AIM
Set out each line of the material below as a numbered list, leaving out the blank lines.

STORED DATA
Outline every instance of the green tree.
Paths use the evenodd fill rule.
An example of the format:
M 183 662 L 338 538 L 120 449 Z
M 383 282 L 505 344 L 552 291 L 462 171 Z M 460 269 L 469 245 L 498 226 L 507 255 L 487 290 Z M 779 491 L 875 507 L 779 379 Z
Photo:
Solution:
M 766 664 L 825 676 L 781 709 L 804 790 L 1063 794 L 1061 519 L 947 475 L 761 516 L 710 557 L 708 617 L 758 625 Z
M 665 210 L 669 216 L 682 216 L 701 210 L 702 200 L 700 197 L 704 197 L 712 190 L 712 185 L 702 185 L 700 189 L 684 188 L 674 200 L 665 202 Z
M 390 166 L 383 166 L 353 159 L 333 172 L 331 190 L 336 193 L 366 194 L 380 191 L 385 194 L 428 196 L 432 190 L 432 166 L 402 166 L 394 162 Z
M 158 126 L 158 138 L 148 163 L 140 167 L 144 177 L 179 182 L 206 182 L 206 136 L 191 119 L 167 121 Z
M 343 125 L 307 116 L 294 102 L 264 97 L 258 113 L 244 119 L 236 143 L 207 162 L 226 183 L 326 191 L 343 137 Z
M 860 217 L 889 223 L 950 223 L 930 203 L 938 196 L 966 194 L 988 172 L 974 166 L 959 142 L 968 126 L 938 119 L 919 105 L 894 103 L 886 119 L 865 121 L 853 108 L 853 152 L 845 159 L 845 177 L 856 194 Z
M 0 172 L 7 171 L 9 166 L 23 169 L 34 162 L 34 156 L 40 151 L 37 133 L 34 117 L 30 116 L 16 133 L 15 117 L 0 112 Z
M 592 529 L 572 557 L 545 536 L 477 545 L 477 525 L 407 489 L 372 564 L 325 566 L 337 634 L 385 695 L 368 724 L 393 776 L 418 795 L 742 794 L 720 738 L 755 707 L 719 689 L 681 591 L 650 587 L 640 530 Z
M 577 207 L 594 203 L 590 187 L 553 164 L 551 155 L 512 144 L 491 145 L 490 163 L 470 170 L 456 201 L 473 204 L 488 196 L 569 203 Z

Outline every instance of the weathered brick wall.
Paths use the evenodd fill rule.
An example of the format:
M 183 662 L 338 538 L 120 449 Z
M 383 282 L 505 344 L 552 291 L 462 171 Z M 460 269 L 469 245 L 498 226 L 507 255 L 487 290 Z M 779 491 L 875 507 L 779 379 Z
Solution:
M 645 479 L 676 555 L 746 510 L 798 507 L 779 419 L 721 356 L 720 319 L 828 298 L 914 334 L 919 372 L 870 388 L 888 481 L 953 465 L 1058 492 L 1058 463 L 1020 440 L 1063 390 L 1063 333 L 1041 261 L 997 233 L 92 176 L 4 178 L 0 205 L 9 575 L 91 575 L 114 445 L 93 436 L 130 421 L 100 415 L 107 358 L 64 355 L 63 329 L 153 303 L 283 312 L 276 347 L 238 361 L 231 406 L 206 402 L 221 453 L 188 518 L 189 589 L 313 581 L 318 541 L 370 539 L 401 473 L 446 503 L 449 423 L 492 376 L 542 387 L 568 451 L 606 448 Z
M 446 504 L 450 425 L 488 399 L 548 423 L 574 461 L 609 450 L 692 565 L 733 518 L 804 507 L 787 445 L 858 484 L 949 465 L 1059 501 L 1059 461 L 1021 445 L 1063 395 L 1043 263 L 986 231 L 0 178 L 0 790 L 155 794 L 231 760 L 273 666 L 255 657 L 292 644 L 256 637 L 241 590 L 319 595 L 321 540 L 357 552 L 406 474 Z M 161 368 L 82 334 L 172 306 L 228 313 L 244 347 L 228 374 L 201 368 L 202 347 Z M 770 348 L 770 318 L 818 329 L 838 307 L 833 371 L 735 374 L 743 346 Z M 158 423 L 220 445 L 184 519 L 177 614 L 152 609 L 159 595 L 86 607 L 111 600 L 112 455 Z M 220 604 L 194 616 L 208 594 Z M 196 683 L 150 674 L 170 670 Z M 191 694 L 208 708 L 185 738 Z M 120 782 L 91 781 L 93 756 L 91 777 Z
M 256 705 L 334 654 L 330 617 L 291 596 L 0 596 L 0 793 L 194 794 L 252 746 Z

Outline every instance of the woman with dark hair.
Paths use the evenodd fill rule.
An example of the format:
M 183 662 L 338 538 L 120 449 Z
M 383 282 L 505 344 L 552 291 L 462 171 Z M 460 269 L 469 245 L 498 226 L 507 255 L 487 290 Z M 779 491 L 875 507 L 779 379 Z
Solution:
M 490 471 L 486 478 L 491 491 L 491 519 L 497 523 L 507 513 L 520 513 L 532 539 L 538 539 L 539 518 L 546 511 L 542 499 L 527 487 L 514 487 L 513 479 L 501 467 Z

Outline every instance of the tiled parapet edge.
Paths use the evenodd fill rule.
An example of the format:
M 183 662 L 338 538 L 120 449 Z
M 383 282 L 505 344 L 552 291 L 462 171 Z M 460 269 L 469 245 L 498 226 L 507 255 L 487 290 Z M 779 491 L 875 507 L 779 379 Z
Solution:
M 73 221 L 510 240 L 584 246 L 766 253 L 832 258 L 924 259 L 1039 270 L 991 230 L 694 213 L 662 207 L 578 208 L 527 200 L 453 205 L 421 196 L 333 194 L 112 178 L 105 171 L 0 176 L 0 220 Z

RESULT FOR THIS TASK
1. Outline every instance of the green tree.
2. Paths use the evenodd fill rule.
3. An example of the format:
4. M 183 662 L 338 538 L 120 449 Z
5. M 383 282 L 505 344 L 552 291 L 462 171 Z M 460 269 L 469 245 L 498 226 L 507 255 L 487 290 Z M 779 491 L 875 507 L 779 379 Z
6. Photo:
7. Solution:
8. M 766 664 L 825 676 L 781 709 L 804 790 L 1063 794 L 1061 519 L 947 475 L 761 516 L 710 557 L 708 617 L 758 625 Z
9. M 665 210 L 669 216 L 682 216 L 701 210 L 702 200 L 700 197 L 704 197 L 712 190 L 712 185 L 702 185 L 700 189 L 684 188 L 674 200 L 665 202 Z
10. M 390 166 L 383 166 L 353 159 L 333 172 L 331 190 L 336 193 L 366 194 L 380 191 L 385 194 L 428 196 L 432 190 L 432 166 L 402 166 L 394 162 Z
11. M 158 126 L 158 138 L 148 163 L 140 167 L 144 177 L 179 182 L 206 182 L 206 136 L 191 119 L 167 121 Z
12. M 343 125 L 307 116 L 294 102 L 264 97 L 258 113 L 244 119 L 236 143 L 207 162 L 226 183 L 326 191 L 343 137 Z
13. M 860 217 L 889 223 L 950 223 L 930 203 L 938 196 L 966 194 L 988 172 L 974 166 L 959 142 L 968 126 L 938 119 L 919 105 L 894 103 L 886 119 L 865 121 L 853 108 L 853 152 L 845 159 L 845 177 L 856 194 Z
14. M 0 172 L 7 171 L 9 166 L 23 169 L 34 162 L 34 156 L 40 151 L 37 133 L 34 117 L 30 116 L 16 133 L 15 117 L 0 112 Z
15. M 592 529 L 572 557 L 545 536 L 477 545 L 477 525 L 407 489 L 372 564 L 325 566 L 337 634 L 385 695 L 368 724 L 393 776 L 418 795 L 742 794 L 720 738 L 755 707 L 719 689 L 681 591 L 650 587 L 640 530 Z
16. M 577 207 L 594 203 L 590 187 L 553 164 L 551 155 L 512 144 L 491 145 L 490 163 L 470 170 L 456 201 L 473 204 L 488 196 L 569 203 Z
17. Outline every instance of the weathered brick wall.
18. Paths use the evenodd fill rule.
19. An example of the format:
20. M 183 662 L 338 538 L 120 449 Z
21. M 383 282 L 505 344 L 552 291 L 462 171 Z M 460 269 L 469 245 L 498 226 L 507 255 L 487 290 Z M 779 491 L 875 507 L 779 379 Z
22. Solution:
23. M 645 479 L 676 555 L 746 510 L 798 507 L 779 419 L 721 356 L 720 319 L 828 298 L 914 334 L 919 372 L 870 388 L 888 481 L 953 465 L 1058 492 L 1058 463 L 1020 440 L 1063 390 L 1063 333 L 1041 261 L 997 233 L 92 176 L 4 178 L 0 205 L 9 575 L 91 575 L 114 445 L 93 436 L 130 421 L 100 415 L 107 358 L 64 355 L 63 329 L 153 303 L 283 312 L 276 347 L 238 361 L 231 406 L 206 402 L 221 453 L 188 518 L 189 589 L 313 581 L 318 541 L 370 539 L 401 473 L 446 503 L 449 423 L 492 376 L 542 387 L 568 451 L 606 448 Z
24. M 446 504 L 450 425 L 488 399 L 548 423 L 574 461 L 609 450 L 692 565 L 733 518 L 804 507 L 787 445 L 858 484 L 949 465 L 1059 501 L 1059 461 L 1021 445 L 1063 395 L 1043 263 L 986 231 L 0 178 L 0 790 L 155 794 L 231 760 L 273 666 L 255 657 L 292 644 L 256 637 L 241 590 L 319 595 L 321 540 L 357 552 L 406 474 Z M 161 368 L 82 334 L 172 306 L 228 313 L 244 347 L 228 374 L 201 368 L 202 347 Z M 770 348 L 770 318 L 818 329 L 838 307 L 833 371 L 735 374 L 743 346 Z M 158 423 L 220 445 L 184 519 L 177 614 L 152 609 L 159 595 L 86 607 L 111 600 L 112 455 Z M 220 604 L 194 616 L 208 594 Z M 196 683 L 150 674 L 170 670 Z M 191 694 L 208 708 L 185 738 Z M 120 782 L 91 781 L 93 756 L 91 777 Z
25. M 256 705 L 334 654 L 330 617 L 291 596 L 0 596 L 0 793 L 194 794 L 252 746 Z
26. Outline every instance of the woman with dark hair.
27. Paths use the evenodd fill rule.
28. An example of the format:
29. M 183 662 L 338 538 L 120 449 Z
30. M 383 282 L 505 344 L 552 291 L 462 171 Z M 460 269 L 469 245 L 498 226 L 507 255 L 487 290 Z M 779 491 L 875 507 L 779 379 Z
31. Solution:
32. M 490 471 L 486 478 L 491 491 L 491 519 L 497 523 L 507 513 L 520 513 L 532 539 L 538 539 L 539 518 L 546 511 L 542 499 L 527 487 L 514 487 L 513 479 L 501 467 Z
33. Outline every instance of the tiled parapet edge.
34. Paths use the evenodd fill rule.
35. An example of the format:
36. M 183 662 L 338 538 L 120 449 Z
37. M 383 282 L 505 344 L 552 291 L 462 171 Z M 460 269 L 469 245 L 498 226 L 507 255 L 487 290 Z M 779 491 L 875 507 L 779 379 Z
38. Solution:
39. M 73 221 L 510 240 L 584 246 L 766 253 L 832 258 L 924 259 L 1039 270 L 991 230 L 694 213 L 662 207 L 578 208 L 527 200 L 453 205 L 421 196 L 333 194 L 112 178 L 105 171 L 0 176 L 0 220 Z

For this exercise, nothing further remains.